[WORK INSTRUCTIONS] Format every line of the records below as a numbered list, leaving out any blank lines.

(Saved data entries)
=====

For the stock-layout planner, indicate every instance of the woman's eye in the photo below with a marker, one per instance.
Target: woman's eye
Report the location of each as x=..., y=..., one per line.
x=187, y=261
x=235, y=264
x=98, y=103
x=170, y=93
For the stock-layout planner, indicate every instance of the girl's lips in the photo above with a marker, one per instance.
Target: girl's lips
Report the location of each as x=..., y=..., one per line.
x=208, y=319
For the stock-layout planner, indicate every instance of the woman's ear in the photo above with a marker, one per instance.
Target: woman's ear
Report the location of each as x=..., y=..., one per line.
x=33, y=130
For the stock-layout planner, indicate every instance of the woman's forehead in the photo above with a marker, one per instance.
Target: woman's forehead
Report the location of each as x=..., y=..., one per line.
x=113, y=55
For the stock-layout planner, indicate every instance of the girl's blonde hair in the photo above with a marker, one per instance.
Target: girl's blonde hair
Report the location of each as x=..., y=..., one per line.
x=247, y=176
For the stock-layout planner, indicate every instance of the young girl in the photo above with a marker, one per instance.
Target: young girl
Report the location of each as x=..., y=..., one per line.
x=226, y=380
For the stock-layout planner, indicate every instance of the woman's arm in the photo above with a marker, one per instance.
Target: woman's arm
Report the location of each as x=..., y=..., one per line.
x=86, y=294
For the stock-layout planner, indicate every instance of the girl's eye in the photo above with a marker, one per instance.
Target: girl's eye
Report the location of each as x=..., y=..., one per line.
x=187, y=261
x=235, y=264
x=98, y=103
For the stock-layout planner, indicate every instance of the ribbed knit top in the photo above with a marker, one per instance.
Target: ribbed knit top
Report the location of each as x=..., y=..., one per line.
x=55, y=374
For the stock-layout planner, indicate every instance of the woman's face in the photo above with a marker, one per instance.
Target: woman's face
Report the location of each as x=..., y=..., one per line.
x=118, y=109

=====

[PROBLEM SOLUTION]
1. For the stock-layout planner, indicate every instance of the woman's eye in the photo below with a marker, one per instance.
2. Target: woman's eye
3. Report the location of each as x=..., y=..., one per line.
4. x=187, y=261
5. x=235, y=264
6. x=98, y=103
7. x=170, y=93
8. For the stock-layout planner, indicate every instance of the girl's lips in the photo above with a marker, one per instance.
9. Target: girl's lips
10. Report the location of each as x=..., y=..., one per line.
11. x=208, y=319
12. For the stock-layout planner, indicate every instance of the woman's ear in the photo above with a marker, one per instance.
13. Target: woman's ear
14. Report the location of each as x=..., y=..., one per line.
15. x=33, y=130
16. For the stock-layout planner, indicate every instance of the woman's forehead in the photo above with a marker, one per instance.
17. Target: woman's forehead
18. Report the location of each as x=..., y=..., one per line.
19. x=113, y=55
20. For the stock-layout planner, indicate every instance of the girl's blonde hair in the photo above with a marker, one per instance.
21. Target: girl's blonde hair
22. Report the location of each as x=..., y=..., one per line.
23. x=247, y=176
24. For the stock-layout planner, indicate every instance of the young girl in the photo above with a marker, one per instance.
25. Target: young girl
26. Report the location of each as x=..., y=..., one per line.
27. x=226, y=380
28. For the stock-layout planner, indicate every instance of the woman's arm in the photo above with a marker, one per instance.
29. Target: woman's arm
30. Report the location of each as x=..., y=..., one per line.
31. x=86, y=294
32. For the stock-layout planner, indicate every instance of the girl's eye in the photo above with a marker, one per instance.
33. Target: girl's eye
34. Report the location of each as x=..., y=..., one per line.
35. x=187, y=261
36. x=235, y=264
37. x=98, y=103
38. For the stock-layout planner, indicate every instance of the ribbed knit top in the photo above with a marker, one per instance.
39. Target: ribbed knit top
40. Report the location of each as x=..., y=..., one per line.
41. x=55, y=374
42. For the stock-layout planner, indicate every instance of the woman's face in the photo above with a marker, one per instance.
43. Target: woman's face
44. Report the location of each as x=..., y=..., one per line.
45. x=118, y=109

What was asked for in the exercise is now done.